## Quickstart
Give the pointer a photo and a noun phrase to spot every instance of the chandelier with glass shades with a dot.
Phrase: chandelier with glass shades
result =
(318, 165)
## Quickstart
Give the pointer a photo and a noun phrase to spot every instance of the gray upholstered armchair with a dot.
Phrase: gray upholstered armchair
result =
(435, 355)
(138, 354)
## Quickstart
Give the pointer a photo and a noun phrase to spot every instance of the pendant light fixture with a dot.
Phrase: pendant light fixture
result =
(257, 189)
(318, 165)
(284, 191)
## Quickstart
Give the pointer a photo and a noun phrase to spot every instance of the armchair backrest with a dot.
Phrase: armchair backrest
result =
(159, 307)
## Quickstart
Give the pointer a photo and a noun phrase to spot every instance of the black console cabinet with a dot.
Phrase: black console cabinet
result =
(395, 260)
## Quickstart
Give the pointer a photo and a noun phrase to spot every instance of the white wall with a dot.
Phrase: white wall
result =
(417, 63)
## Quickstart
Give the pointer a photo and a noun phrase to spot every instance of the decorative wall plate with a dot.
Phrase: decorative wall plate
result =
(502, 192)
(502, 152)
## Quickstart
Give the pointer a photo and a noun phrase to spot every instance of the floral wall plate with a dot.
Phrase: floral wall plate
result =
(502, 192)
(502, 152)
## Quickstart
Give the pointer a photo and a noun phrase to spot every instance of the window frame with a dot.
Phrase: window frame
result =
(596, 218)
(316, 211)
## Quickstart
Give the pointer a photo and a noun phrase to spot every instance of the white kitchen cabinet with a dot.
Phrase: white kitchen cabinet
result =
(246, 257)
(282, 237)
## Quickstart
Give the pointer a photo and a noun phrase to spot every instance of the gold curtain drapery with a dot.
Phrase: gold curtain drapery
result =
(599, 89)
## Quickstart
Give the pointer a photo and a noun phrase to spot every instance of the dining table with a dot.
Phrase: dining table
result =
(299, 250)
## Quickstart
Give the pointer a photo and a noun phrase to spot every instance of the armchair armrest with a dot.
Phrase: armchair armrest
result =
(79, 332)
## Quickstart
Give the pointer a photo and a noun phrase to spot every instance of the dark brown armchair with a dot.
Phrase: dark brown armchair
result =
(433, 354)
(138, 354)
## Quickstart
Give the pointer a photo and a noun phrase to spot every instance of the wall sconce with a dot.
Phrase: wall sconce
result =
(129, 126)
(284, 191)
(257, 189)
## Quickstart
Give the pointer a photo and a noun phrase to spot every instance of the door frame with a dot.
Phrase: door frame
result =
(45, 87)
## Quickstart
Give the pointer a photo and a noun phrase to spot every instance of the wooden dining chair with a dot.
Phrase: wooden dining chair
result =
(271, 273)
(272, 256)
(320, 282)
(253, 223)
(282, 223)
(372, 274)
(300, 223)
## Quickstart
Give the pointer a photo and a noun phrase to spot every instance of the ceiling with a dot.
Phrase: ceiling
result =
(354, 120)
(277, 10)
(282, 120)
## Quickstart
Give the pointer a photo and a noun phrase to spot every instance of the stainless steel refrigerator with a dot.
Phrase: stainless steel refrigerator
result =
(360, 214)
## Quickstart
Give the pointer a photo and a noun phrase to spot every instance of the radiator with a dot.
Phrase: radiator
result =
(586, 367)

EXERCISE REQUIREMENTS:
Go through the material and copy out every line with "ceiling" in it.

ANSWER SECTION:
Give the pointer a photo and a noun phrase to spot every instance of the ceiling with a dot.
Phrase: ceiling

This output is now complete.